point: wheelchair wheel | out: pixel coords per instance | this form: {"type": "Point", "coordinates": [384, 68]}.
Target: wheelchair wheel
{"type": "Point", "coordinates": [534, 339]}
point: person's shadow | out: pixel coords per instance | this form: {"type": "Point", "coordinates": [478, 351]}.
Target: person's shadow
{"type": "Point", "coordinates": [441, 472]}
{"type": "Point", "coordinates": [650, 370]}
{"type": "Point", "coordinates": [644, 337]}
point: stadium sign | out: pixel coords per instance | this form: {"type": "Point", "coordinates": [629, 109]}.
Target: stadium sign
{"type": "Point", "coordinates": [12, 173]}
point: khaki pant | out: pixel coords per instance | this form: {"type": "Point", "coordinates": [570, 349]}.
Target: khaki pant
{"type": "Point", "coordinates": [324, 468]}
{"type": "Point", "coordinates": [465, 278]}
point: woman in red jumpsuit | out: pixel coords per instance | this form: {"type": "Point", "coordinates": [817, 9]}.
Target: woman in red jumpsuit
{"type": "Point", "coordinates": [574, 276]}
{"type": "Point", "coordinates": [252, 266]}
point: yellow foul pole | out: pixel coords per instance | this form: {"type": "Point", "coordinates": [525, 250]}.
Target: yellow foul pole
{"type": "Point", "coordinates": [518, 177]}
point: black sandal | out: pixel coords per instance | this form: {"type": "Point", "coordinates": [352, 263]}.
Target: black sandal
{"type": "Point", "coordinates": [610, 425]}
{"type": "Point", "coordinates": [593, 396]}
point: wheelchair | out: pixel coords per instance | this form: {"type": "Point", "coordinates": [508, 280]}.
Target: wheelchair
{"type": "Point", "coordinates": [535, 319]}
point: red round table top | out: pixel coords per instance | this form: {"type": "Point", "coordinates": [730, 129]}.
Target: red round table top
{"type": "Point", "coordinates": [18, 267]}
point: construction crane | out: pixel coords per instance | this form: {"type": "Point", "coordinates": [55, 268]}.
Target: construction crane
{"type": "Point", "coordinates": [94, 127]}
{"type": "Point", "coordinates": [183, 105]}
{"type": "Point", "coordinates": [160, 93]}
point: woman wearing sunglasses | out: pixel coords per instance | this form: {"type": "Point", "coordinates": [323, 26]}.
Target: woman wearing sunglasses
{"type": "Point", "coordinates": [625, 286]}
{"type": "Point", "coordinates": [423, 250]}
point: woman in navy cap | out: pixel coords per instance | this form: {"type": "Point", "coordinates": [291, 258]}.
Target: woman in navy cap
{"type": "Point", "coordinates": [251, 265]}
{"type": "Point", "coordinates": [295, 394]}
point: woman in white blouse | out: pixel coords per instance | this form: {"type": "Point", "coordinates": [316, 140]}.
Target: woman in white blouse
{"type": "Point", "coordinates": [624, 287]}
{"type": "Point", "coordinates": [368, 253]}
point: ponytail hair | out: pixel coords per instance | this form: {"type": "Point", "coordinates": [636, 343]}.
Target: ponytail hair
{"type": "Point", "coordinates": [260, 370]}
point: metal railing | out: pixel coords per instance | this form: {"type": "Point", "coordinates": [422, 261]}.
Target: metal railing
● ● ● ●
* Assigned task
Using the data above, establish how many lines include the word "metal"; the reply is that number only.

* Answer for the task
2